[Stored items from a collection]

:::

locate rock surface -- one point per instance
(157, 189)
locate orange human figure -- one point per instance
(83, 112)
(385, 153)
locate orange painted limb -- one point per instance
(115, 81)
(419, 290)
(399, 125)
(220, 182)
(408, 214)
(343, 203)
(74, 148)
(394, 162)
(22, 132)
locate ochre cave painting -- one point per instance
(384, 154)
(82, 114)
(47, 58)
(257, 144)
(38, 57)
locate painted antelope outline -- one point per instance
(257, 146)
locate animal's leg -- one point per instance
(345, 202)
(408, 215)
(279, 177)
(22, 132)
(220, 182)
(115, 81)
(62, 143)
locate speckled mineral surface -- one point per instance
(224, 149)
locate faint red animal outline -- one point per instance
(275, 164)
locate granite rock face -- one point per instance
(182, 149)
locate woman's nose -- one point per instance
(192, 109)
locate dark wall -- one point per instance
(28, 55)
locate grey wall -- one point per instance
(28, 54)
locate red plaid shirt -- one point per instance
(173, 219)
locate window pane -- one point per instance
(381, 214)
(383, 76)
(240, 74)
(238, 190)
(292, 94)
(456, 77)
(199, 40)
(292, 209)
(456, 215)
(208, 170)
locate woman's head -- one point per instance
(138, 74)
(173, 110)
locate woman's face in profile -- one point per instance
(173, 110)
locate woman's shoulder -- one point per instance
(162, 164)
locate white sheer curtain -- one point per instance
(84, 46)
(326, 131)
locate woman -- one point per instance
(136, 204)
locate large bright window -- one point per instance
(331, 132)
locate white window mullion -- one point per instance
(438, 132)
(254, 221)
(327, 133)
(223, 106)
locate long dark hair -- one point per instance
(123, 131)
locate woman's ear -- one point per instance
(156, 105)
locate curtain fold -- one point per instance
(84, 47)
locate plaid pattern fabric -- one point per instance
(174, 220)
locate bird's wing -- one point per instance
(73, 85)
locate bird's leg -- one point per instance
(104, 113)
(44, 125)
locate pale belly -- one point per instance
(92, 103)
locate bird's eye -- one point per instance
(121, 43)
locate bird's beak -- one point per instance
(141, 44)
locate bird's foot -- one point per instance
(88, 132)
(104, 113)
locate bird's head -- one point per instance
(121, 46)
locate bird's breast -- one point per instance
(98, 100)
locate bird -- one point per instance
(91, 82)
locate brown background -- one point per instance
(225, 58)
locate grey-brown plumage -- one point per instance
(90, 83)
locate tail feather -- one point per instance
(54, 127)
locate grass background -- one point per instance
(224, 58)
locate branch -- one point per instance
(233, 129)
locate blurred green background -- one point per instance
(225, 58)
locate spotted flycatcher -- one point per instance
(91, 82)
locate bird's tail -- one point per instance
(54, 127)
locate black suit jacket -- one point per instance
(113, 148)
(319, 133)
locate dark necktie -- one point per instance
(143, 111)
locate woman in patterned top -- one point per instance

:::

■ Your task
All the records shown above need to be given again exactly.

■ Answer for this exercise
locate rock surface -- one point per instance
(157, 189)
locate orange human figure -- one point per instance
(83, 112)
(385, 153)
locate orange painted limb -- one point per instance
(115, 81)
(419, 290)
(399, 125)
(220, 182)
(408, 214)
(343, 203)
(74, 148)
(394, 162)
(22, 132)
locate ochre cave painting -- one point per instance
(384, 154)
(82, 114)
(47, 58)
(257, 144)
(38, 57)
locate painted antelope outline -- one point per instance
(257, 146)
locate animal's leg -- one point per instance
(345, 202)
(408, 215)
(279, 177)
(22, 132)
(220, 182)
(115, 81)
(62, 143)
locate speckled mineral surface -- one point per instance
(224, 149)
locate faint red animal outline -- one point per instance
(275, 164)
locate granite rock face -- one point per instance
(182, 149)
locate woman's nose -- one point per instance
(192, 109)
locate dark wall -- one point per instance
(28, 55)
locate grey wall -- one point per instance
(28, 54)
locate red plaid shirt -- one point per instance
(173, 219)
locate window pane -- one point per instance
(381, 214)
(383, 76)
(240, 74)
(238, 190)
(292, 94)
(456, 77)
(199, 40)
(292, 209)
(456, 215)
(208, 170)
locate woman's head -- one point per instance
(138, 74)
(173, 110)
locate woman's face in profile -- one point per instance
(173, 110)
locate woman's shoulder -- one point per instance
(162, 164)
locate white sheer curtain -- one point per instance
(84, 46)
(326, 131)
locate woman -- one point per instance
(136, 204)
locate large bright window -- one point per instance
(331, 132)
locate white window mullion -- one point per instance
(438, 132)
(254, 221)
(327, 133)
(223, 106)
locate long dark hair -- one point per instance
(123, 131)
locate woman's ear -- one point per instance
(156, 105)
locate curtain fold -- one point per instance
(84, 47)
locate plaid pattern fabric -- one point per instance
(174, 220)
locate bird's wing -- one point per instance
(73, 85)
locate bird's leg -- one point per instance
(104, 113)
(44, 125)
locate pale belly -- one point per instance
(92, 103)
locate bird's eye -- one point per instance
(121, 43)
locate bird's beak -- one point per instance
(141, 44)
locate bird's foot -- one point per instance
(88, 132)
(104, 113)
locate bird's head -- one point per instance
(121, 46)
locate bird's breast -- one point per instance
(98, 100)
locate bird -- one point per instance
(91, 82)
locate brown background -- one point per instance
(225, 58)
locate grey-brown plumage -- one point per instance
(90, 83)
locate tail feather -- one point per instance
(54, 127)
locate grass background -- one point per instance
(224, 58)
locate branch -- one point per instance
(233, 129)
locate blurred green background -- one point per instance
(225, 58)
locate spotted flycatcher -- one point per instance
(91, 82)
locate bird's tail -- one point per instance
(54, 127)
locate black suit jacket -- one point per instance
(113, 148)
(319, 133)
locate dark necktie -- one point per instance
(143, 111)
locate woman in patterned top -- one point per instance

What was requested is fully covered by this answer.